DOCUMENT SECTION:
Problem using a method pointer

[DeepT]

Consider the following class:


class Alpha
{
public:
virtual bool Print2(void);
virtual bool Print1(void);
Alpha();
virtual ~Alpha();

bool ( Alpha::*Print)(void);

};


bool Alpha::Print1()
{
printf("Alpha 1\n");
return true;
}

bool Alpha::Print2()
{
printf("Alpha 2\n");
return false;
}


Now the following test code:

Alpha Test1;

Test1.Print = Alpha::Print1;

Test1.Print();
Test1.*Print();
(*Test1.Print)();



None of the above syntax is correct for calling the print method. How do I call it?

[Graham]

(Test1.*Print)();

[thilag]

hi all,
see the following:

static void getParam();

typedef VOID (*funcPtr)( void );

typedef struct {
funcPtr openfunc;
int iPrt;
char sPrtname[20];

} FuncDetail;

static void getParam()
{
//
}

class A
{

void setFunc()
{
FuncDetail fd;
fd.openfunc = ::getParam; //ERROR
}

}

my problem is it compiled well in borland c++ 6 and but at running it give the access violation.

pls can anyone tell me that whats wrong in my code?

thanks in advance.

[BigEvil]

(Test1.*Print)();

Didn't work... I got a term does not evaluate to a function error in VC++

Code:

static void getParam();

typedef VOID (*funcPtr)( void );

typedef struct {
funcPtr openfunc;
int iPrt;
char sPrtname[20];

} FuncDetail;

Are you missing something? the code makes no sense to me...
The syntax for typedef is:

Code:

typedef existing_type new_name;  
e.g. typedef unsigned int uint;

How come your code compiled with that typedef statement ???!!

Also, there's no semicolon after class definition...

I had to make the following changes to make your code compile, without any runtime errors:

Code:

typedef struct {
	void (*funcPtr)( void);// openfunc;
	int iPrt;
	char sPrtname[20];
	
}FuncDetail;
static void getParam()
{
	//
}

class A
{	
	void setFunc()
	{
		FuncDetail fd;
		fd.funcPtr = ::getParam; // NO ERROR
	}
	
};
void main(){ 
	A a;	
}

[thilag]

hi,

my code is working fine in borland in some other places of my application (application is 2 1/2 crore line lengthy). truely i am doing internationalization for this application. so i cant change the format. but when i try to assign function for this function pointer it gives runtime error(access violation).

INFORMATION SHOWN:
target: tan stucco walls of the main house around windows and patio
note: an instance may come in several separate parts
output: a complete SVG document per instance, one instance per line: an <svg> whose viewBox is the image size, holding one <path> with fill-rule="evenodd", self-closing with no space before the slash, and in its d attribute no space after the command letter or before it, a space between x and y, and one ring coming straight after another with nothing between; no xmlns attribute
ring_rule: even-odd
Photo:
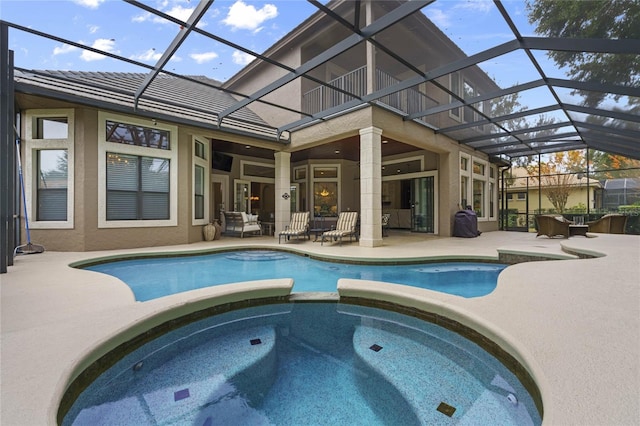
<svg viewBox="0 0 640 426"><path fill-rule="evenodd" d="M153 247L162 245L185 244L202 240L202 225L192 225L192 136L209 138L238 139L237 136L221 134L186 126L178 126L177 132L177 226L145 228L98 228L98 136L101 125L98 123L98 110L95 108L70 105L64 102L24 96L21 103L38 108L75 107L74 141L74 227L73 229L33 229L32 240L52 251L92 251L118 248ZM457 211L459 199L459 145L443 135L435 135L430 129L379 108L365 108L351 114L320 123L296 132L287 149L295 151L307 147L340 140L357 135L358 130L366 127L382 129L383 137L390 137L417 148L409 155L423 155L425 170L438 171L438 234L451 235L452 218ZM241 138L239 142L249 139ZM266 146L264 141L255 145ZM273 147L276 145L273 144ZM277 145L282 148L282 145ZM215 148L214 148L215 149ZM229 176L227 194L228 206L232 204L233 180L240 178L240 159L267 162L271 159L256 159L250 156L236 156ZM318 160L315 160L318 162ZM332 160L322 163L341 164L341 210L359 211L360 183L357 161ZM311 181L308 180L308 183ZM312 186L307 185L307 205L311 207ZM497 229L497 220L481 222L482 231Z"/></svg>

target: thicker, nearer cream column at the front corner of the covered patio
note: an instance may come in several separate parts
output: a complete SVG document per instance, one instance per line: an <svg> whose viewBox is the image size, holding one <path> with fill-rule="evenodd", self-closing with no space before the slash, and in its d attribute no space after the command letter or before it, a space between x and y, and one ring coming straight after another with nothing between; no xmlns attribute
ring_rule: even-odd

PROMPT 1:
Answer these questions about the method-pointer thread:
(a) What text does Alpha::Print1 print?
(b) What error did BigEvil report getting in VC++?
(c) In which compiler did thilag say the code compiled well?
PROMPT 2:
Pick up the method-pointer thread after its final sentence and add a few more sentences.
The lines above are separate material from the method-pointer thread.

TASK RESPONSE 1:
(a) Alpha 1
(b) A "term does not evaluate to a function" error
(c) Borland C++ 6

TASK RESPONSE 2:
missing of semicolon is my mistake. pls forgive me.

anyway thanks a lot. if u have any other way pls give me.

[Graham]

Sorry, I should have said

(Test1.*Test1.Print)();

[DeepT]

Ok Graham I cut and paste your statement, and it worked.

Only when I look at it, it makes no sense to me. Can you explain to me why it works and what it really looks like to the compiler?

To me it looks like you are calling Method Test1 from Class Alpha. Of course Test1 doesn't exist as member of Alpha, so it wouldn't seem like it should work, but it does.

[MrViggy]

Are you missing something? the code makes no sense to me...
The syntax for typedef is:

Code:

typedef existing_type new_name;  
e.g. typedef unsigned int uint;

How come your code compiled with that typedef statement ???!!

This is perfectly legal.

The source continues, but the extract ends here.